Task prompt: Verbatim copy, images removed: write out the entries below.

Records from a collection:
★ ★ ★ ★ ★ ★ ★

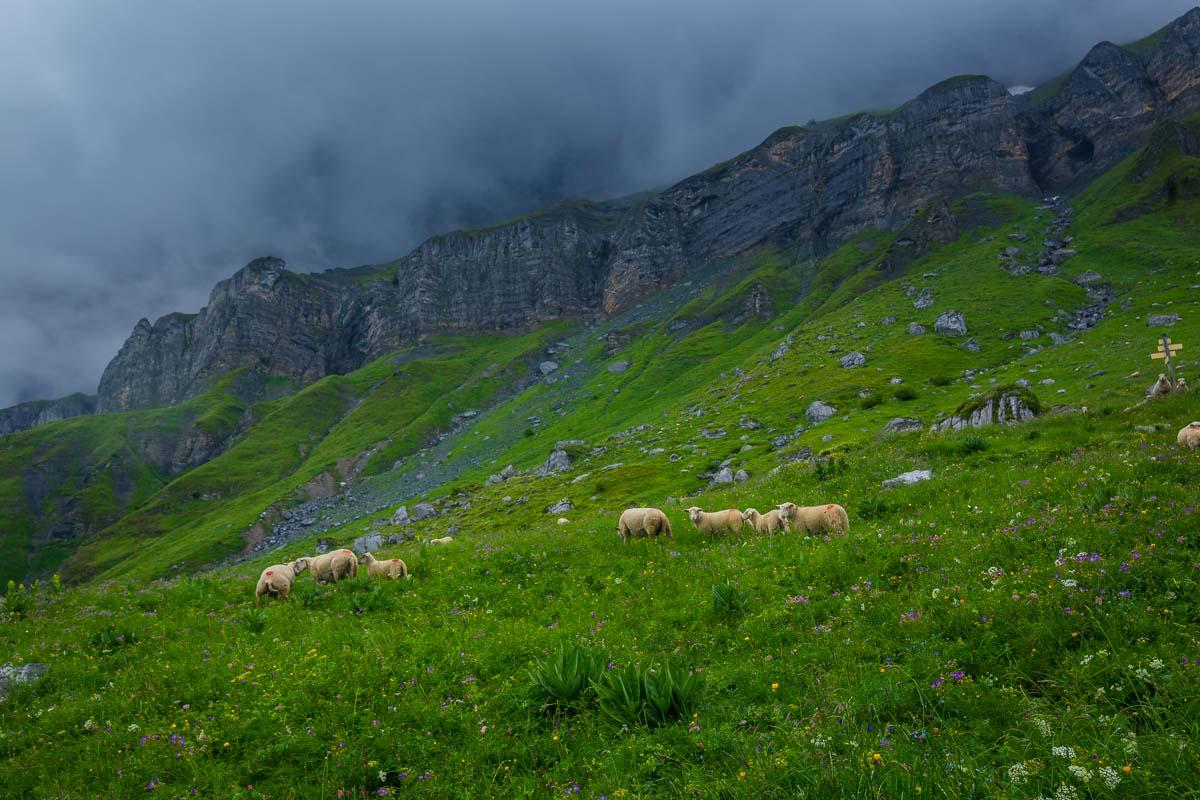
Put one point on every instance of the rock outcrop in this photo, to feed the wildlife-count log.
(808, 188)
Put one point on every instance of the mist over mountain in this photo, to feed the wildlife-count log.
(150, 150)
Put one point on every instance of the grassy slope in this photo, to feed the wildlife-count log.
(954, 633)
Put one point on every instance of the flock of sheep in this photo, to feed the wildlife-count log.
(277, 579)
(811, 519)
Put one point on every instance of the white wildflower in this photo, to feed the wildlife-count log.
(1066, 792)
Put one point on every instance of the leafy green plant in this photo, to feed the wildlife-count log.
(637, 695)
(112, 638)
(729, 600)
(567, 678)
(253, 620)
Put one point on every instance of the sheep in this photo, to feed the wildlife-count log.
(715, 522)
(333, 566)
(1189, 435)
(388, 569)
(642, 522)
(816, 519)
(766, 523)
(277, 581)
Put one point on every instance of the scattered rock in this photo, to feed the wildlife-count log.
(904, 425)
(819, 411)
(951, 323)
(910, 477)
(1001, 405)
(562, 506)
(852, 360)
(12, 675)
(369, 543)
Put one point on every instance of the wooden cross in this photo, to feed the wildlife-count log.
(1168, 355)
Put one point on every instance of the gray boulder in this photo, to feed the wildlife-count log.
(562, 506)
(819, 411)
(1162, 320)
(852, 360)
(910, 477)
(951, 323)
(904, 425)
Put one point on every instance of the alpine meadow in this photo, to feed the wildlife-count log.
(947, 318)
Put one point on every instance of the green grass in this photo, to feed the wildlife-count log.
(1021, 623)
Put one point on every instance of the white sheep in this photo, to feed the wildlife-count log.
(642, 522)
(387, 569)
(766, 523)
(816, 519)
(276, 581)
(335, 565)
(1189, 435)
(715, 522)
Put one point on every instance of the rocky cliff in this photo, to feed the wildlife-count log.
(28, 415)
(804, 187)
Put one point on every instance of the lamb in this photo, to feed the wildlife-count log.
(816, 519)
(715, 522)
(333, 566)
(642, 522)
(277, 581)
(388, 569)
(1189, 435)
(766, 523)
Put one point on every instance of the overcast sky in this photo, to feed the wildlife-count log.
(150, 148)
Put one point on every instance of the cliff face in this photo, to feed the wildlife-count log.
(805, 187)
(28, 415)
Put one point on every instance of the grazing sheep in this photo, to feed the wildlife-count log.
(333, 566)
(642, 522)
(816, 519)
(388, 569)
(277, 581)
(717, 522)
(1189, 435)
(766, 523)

★ ★ ★ ★ ★ ★ ★

Reply:
Put one point on every instance of the rock outcrop in this photo, to feed the wildlife-count log.
(808, 188)
Put one point on every instance of the mist over mountain in this photo, to feed the wildlife-count log.
(150, 150)
Put one point on every instance of the grassy slope in this photo, to feed the wildlife-count log.
(954, 633)
Put one point on every instance of the flock of sheep in this photo, to feed the wildlife-count log.
(277, 579)
(811, 519)
Put one point on every instance of the white wildflower in this photo, to feed the wildlife-count log.
(1066, 792)
Put one point on every instance of the leafy green plant in this photo, to feed the wildlife-count log.
(637, 695)
(112, 638)
(729, 600)
(567, 678)
(253, 620)
Put one point on every instance of the sheep in this photo, to feed the wildlife-count log.
(715, 522)
(333, 566)
(1189, 435)
(388, 569)
(642, 522)
(816, 519)
(766, 523)
(277, 581)
Put one point on every instance of the scattered rock in this photo, to feed the wildlife-count log.
(904, 425)
(819, 411)
(951, 323)
(910, 477)
(1001, 405)
(562, 506)
(852, 360)
(12, 675)
(369, 543)
Put one point on every instance of the wooden cross in this photo, to feed the wildlife-count log.
(1168, 355)
Put one point on every instance of the gray boulder in this photo, to feed the wildlife-count log.
(562, 506)
(819, 411)
(1162, 320)
(852, 360)
(910, 477)
(951, 323)
(904, 425)
Put one point on every instance of the alpine meadow in this photo, to feed the wildlife-count log.
(947, 318)
Put one point on every instance of the green grass in this photo, to feed the wildlife-count log.
(1021, 623)
Put one point on every instance of the white sheep in this photo, to feed the wildlife-count log.
(642, 522)
(387, 569)
(766, 523)
(816, 519)
(276, 581)
(335, 565)
(1189, 435)
(715, 522)
Put one point on every instance of the rocky cliff in this photo, to feed the wildlife-count log.
(28, 415)
(804, 187)
Put one point on every instance of the lamb in this photo, to feed the wildlife-count log.
(816, 519)
(715, 522)
(333, 566)
(642, 522)
(277, 581)
(388, 569)
(1189, 435)
(766, 523)
Put one point on every instance of the overcast sky in this photo, to feed the wildlife-count log.
(150, 148)
Put one point on every instance of the cliff face in this photo, to feed the wildlife-count log.
(805, 187)
(28, 415)
Put one point on every instance of the grazing sheep in this photo, to feed the wildlife-count log.
(333, 566)
(642, 522)
(816, 519)
(388, 569)
(277, 581)
(717, 522)
(1189, 435)
(766, 523)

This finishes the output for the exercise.